Extracted data |
<<<<
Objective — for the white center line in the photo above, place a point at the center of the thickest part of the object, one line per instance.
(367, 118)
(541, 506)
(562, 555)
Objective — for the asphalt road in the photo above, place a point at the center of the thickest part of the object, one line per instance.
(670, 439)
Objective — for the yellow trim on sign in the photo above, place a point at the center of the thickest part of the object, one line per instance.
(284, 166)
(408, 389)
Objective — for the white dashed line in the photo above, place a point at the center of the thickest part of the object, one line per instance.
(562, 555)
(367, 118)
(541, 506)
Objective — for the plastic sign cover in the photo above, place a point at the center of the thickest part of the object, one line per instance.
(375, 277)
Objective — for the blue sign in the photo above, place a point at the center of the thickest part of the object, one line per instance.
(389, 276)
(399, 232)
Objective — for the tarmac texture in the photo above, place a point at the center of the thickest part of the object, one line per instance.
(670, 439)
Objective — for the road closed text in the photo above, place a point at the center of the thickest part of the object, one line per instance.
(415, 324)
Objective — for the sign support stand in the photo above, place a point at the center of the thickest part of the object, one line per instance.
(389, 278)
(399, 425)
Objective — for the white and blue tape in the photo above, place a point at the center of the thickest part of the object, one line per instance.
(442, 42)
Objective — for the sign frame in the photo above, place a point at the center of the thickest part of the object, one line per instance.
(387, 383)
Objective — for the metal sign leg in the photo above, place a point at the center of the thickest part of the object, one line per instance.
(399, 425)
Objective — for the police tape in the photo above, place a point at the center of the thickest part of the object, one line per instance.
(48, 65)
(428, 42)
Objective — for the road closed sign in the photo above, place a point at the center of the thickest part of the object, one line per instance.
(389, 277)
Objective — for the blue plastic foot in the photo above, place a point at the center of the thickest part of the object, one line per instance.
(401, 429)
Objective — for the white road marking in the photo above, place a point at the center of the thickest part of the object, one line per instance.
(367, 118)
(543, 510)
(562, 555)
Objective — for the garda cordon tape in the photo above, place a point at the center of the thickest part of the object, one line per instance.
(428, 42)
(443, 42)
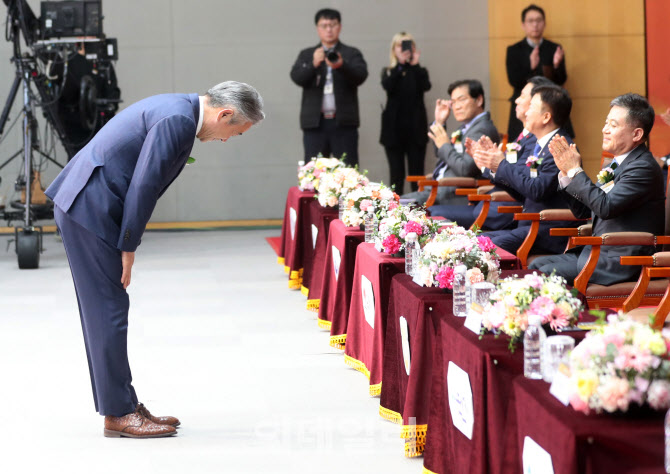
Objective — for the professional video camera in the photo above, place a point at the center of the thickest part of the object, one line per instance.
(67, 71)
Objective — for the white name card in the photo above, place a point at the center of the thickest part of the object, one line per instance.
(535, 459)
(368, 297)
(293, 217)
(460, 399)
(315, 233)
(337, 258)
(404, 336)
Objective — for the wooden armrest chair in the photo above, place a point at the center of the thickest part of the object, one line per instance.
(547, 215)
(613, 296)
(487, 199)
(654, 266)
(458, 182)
>>>>
<<<<
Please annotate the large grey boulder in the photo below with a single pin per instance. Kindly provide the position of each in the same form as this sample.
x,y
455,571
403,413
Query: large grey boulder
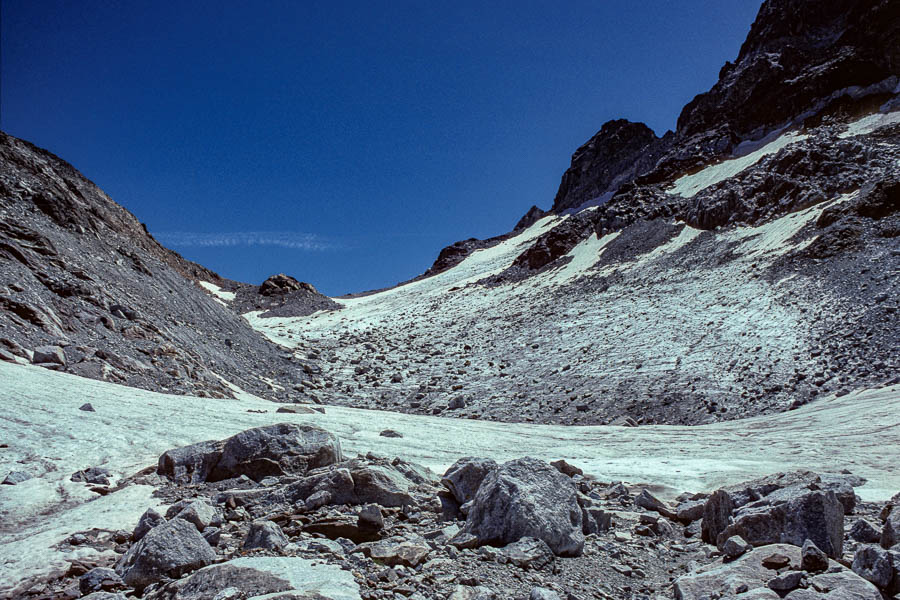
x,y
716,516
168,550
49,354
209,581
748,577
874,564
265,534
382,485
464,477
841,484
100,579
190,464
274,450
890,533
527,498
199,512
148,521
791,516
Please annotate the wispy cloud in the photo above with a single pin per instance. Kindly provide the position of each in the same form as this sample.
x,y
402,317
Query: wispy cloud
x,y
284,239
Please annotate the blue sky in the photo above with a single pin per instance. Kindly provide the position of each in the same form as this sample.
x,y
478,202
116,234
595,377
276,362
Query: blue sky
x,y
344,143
>>>>
<<<<
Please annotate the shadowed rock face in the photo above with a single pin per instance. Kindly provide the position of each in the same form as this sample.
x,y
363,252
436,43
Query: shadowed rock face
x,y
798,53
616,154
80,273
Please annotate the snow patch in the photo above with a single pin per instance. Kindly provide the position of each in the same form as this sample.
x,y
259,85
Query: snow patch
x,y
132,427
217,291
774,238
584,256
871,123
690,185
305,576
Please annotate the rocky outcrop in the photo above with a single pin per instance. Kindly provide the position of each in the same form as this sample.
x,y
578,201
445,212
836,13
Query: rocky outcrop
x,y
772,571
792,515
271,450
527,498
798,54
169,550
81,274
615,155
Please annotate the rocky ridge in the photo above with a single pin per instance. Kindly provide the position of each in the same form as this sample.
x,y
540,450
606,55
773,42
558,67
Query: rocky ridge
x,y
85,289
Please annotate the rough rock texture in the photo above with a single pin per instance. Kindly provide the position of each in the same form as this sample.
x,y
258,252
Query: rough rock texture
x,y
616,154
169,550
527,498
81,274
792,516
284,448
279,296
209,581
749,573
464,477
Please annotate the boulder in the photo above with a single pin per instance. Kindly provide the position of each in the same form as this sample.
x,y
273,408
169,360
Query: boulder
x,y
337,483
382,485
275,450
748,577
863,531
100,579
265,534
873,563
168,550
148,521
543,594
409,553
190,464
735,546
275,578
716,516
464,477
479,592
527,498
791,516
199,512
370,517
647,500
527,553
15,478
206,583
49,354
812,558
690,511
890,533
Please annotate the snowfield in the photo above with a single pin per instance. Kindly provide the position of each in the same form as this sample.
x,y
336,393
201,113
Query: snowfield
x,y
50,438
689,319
>>>>
What the task requires |
Which lines above contain the string "shadowed"? Pick out each of them and copy it whole. Capital and lowercase letters count as different.

Exercise result |
Please annotate the shadowed rock face in the photo above with a single pin per instance. Kindly provide the position of each in the same form as this sample.
Query: shadowed rock face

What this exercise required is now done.